**Task details:**
All records need to be reproduced exactly. Keep every word as it is.

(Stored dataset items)

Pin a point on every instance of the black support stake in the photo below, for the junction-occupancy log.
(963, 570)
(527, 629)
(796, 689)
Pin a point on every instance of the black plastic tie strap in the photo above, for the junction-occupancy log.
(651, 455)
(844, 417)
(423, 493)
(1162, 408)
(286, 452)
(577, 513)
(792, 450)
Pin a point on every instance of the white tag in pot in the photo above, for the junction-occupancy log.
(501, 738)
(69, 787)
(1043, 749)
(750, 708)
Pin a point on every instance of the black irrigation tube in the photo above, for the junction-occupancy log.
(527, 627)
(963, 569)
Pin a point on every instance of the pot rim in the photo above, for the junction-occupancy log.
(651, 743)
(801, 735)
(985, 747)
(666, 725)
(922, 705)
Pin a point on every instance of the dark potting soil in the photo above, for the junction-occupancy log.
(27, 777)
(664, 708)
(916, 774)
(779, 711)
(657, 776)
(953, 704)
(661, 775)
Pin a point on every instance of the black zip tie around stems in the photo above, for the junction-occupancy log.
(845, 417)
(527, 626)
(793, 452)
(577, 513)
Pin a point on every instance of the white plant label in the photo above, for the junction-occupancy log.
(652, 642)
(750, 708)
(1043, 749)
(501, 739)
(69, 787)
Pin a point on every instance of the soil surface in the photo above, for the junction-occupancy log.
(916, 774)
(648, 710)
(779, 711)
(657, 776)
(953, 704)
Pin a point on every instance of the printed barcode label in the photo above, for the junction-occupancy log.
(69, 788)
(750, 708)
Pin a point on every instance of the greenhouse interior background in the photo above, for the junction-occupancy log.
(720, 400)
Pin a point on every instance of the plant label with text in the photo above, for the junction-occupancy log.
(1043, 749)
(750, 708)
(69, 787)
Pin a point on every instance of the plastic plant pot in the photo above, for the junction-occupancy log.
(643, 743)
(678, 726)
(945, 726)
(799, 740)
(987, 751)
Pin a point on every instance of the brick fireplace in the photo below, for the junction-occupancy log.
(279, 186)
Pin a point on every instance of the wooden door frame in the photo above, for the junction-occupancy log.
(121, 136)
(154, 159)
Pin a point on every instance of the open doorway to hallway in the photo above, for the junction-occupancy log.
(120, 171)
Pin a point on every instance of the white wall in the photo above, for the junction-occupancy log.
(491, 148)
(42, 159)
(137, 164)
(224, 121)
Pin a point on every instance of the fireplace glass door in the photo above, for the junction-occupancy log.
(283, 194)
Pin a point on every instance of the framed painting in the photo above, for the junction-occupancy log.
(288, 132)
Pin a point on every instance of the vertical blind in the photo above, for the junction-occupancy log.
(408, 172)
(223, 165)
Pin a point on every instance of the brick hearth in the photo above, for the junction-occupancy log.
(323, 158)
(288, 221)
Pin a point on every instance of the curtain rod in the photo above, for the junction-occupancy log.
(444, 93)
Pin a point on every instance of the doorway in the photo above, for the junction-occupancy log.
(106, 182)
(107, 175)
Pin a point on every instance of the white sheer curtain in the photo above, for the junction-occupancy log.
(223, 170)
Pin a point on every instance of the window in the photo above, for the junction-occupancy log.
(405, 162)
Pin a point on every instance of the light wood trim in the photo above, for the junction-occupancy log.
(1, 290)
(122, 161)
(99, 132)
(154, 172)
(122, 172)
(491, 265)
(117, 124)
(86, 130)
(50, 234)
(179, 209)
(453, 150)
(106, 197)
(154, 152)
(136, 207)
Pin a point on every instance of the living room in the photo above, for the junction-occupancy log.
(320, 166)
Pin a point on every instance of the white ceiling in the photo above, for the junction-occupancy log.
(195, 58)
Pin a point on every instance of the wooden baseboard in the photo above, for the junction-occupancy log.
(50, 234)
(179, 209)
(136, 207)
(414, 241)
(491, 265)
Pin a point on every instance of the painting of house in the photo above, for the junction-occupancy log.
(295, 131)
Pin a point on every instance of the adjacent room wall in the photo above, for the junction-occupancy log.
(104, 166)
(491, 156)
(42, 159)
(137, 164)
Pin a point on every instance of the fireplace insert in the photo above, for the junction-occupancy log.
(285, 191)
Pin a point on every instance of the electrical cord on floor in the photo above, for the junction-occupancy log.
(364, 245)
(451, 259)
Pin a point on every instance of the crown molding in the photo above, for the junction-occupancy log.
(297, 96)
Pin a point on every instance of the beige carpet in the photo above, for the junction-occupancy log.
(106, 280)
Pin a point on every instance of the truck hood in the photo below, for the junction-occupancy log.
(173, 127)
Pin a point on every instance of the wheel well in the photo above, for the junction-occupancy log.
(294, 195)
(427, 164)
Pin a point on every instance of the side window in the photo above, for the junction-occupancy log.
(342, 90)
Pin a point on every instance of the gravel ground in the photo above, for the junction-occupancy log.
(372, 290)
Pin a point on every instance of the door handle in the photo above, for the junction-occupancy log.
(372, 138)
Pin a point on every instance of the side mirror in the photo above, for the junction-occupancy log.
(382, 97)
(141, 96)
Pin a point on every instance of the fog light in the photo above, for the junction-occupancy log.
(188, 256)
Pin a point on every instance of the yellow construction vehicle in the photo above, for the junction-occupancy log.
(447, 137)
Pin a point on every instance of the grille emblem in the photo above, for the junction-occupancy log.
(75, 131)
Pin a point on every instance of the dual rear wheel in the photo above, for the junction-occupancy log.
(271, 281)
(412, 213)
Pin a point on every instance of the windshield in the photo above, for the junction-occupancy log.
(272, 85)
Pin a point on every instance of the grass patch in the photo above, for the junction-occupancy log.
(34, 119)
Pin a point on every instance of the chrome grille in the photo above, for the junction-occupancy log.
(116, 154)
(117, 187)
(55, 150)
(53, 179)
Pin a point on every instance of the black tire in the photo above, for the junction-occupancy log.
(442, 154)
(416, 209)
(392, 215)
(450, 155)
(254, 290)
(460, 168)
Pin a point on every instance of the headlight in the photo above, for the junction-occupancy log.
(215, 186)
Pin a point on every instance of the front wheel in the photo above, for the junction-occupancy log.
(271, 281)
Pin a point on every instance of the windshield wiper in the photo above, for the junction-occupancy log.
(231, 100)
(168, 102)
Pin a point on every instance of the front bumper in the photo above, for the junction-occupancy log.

**Solution to this exercise:**
Pin a point on every instance of the black support stake in the photo below, for the junction-occupancy log.
(963, 570)
(527, 629)
(796, 689)
Pin a point on every instance of the black plastic tie strap in the photo above, for the junction-occupancy log.
(651, 455)
(844, 417)
(423, 493)
(1162, 408)
(286, 452)
(577, 513)
(792, 450)
Pin a point on every instance of the white tag in pot in the photo above, for the junction-occupancy log.
(501, 738)
(69, 787)
(1043, 749)
(750, 708)
Pin a point on every instance of the black irrigation tube in the photo above, for the junction-occupancy log.
(527, 627)
(963, 569)
Pin a point on every instance of the pot rim in the photo above, for the junction-occupancy log.
(651, 743)
(801, 735)
(985, 747)
(666, 725)
(922, 705)
Pin a point on every instance of the dark potting soil in the photo above, for the junction-occupancy log.
(27, 777)
(664, 708)
(916, 774)
(779, 711)
(657, 776)
(953, 704)
(661, 775)
Pin a point on every instance of the black zip tie around stems in the photo above, for the junction-occupancy log.
(845, 417)
(527, 626)
(793, 452)
(577, 513)
Pin a point on every instance of the white plant label in the photo above, for the junction-occupancy log.
(652, 642)
(750, 708)
(1043, 749)
(501, 739)
(69, 787)
Pin a point on every instance of the soil surface in the photo above, for the junction-occupancy log.
(916, 774)
(648, 710)
(779, 711)
(657, 776)
(953, 704)
Pin a point on every instance of the printed barcode label in the photo above, for the junction-occupancy log.
(69, 788)
(750, 708)
Pin a point on every instance of the greenhouse interior background in the photo above, for the junction-occupancy log.
(720, 400)
Pin a point on every instance of the plant label with text in the photo above, for the junction-occupancy log.
(1043, 749)
(750, 708)
(69, 787)
Pin a point on every instance of the plastic plant pot in the photo above, for the junction-occupancy log.
(643, 743)
(678, 726)
(945, 726)
(799, 740)
(987, 751)
Pin a point on every instance of the brick fireplace in the photo below, for the junction-occupancy log.
(279, 186)
Pin a point on every instance of the wooden door frame in the photo above, for the junction-occupancy log.
(121, 136)
(154, 159)
Pin a point on every instance of the open doorway to hallway in the photo above, for the junction-occupancy log.
(120, 171)
Pin a point on every instance of the white wall in the photo above, for the junction-occupancy log.
(491, 148)
(42, 159)
(137, 164)
(224, 121)
Pin a point on every instance of the fireplace glass door in the photo above, for the junction-occupancy log.
(283, 194)
Pin a point on every instance of the framed painting in the photo above, for the junction-occupancy log.
(288, 132)
Pin a point on every instance of the vertical blind in the photo above, for the junction-occupancy log.
(408, 172)
(223, 165)
Pin a point on every instance of the brick hearth in the photo above, for the junction-occupancy log.
(323, 158)
(288, 221)
Pin a point on every instance of the curtain rod in the photo above, for the junction-occupancy log.
(444, 93)
Pin a point on every instance of the doorway in the photo above, for the junction-occupancy log.
(106, 182)
(107, 175)
Pin a point on every instance of the white sheer curtain in the photo above, for the junction-occupancy log.
(223, 170)
Pin a point on every instance of the window in the photo above, for the junction-occupancy log.
(405, 162)
Pin a point on every instance of the light wood trim in the photo above, for the junction-occupancy log.
(1, 290)
(122, 161)
(99, 132)
(154, 172)
(122, 172)
(491, 265)
(117, 124)
(86, 130)
(50, 234)
(179, 209)
(453, 150)
(106, 197)
(154, 152)
(136, 207)
Pin a point on every instance of the living room in the photo above, for the junction-occupancy log.
(320, 166)
Pin a point on every instance of the white ceiling in the photo above, for the junction-occupancy log.
(195, 58)
Pin a point on every instance of the wooden baseboard in the photo above, for the junction-occupancy log.
(50, 234)
(179, 209)
(136, 207)
(414, 241)
(491, 265)
Pin a point on every instance of the painting of house in the photo above, for the junction-occupancy log.
(295, 131)
Pin a point on every instance of the adjacent room wall in the photo above, for the junction-occupancy log.
(104, 166)
(491, 156)
(42, 159)
(137, 164)
Pin a point on every instance of the fireplace insert in the photo above, for the junction-occupancy log.
(285, 191)
Pin a point on every instance of the electrical cord on floor in the photo above, for the junction-occupancy log.
(364, 245)
(451, 259)
Pin a point on every instance of the crown molding in the photo above, for the junction-occupancy log.
(297, 96)
Pin a point on every instance of the beige carpet in the photo above, for the junction-occupancy log.
(106, 280)
Pin a point on every instance of the truck hood in the photo below, for the junction-occupancy log.
(173, 127)
Pin a point on every instance of the wheel well in the photo above, for the junction-occupancy log.
(294, 195)
(427, 164)
Pin a point on every instance of the side window in the photo above, for the junction-occupancy log.
(342, 90)
Pin a point on every instance of the gravel ground in the photo above, for the junction-occupancy log.
(372, 290)
Pin a point on every instance of the door handle in the photo above, for the junction-occupancy log.
(372, 138)
Pin a point on every instance of the side mirror in the photo above, for the junction-occupancy log.
(382, 97)
(141, 96)
Pin a point on every instance of the fog light in the photo above, for the junction-occupancy log.
(188, 256)
Pin a point on every instance of the yellow construction vehicle in the photo above, for the junction-occupancy log.
(447, 137)
Pin a point on every instance of the grille emblem in the photo above, for the junction-occupancy log.
(75, 131)
Pin a point on every instance of the dual rear wheel in the photo above, for the junction-occupancy log.
(271, 281)
(412, 213)
Pin a point on every instance of the windshield in the photo above, for the junction-occupancy log.
(272, 85)
Pin a point on every instance of the grass patch in the photo above, for the junction-occupancy log.
(34, 119)
Pin a point on every instance of the chrome grille in the photo above, for the junction-occupancy log.
(116, 154)
(117, 187)
(55, 150)
(53, 179)
Pin a point on every instance of the black tire in the photo above, for the junction-occupancy log.
(442, 154)
(416, 209)
(392, 215)
(450, 155)
(254, 290)
(460, 168)
Pin a point on every instance of the headlight in the photo above, for the junction-occupancy log.
(215, 186)
Pin a point on every instance of the front wheel in the photo above, for the junction-occupancy log.
(271, 281)
Pin a point on every instance of the windshield wiper in the photo above, for the junction-occupancy log.
(231, 100)
(168, 102)
Pin a point on every instance of the front bumper in the photo above, for the junction-occupancy log.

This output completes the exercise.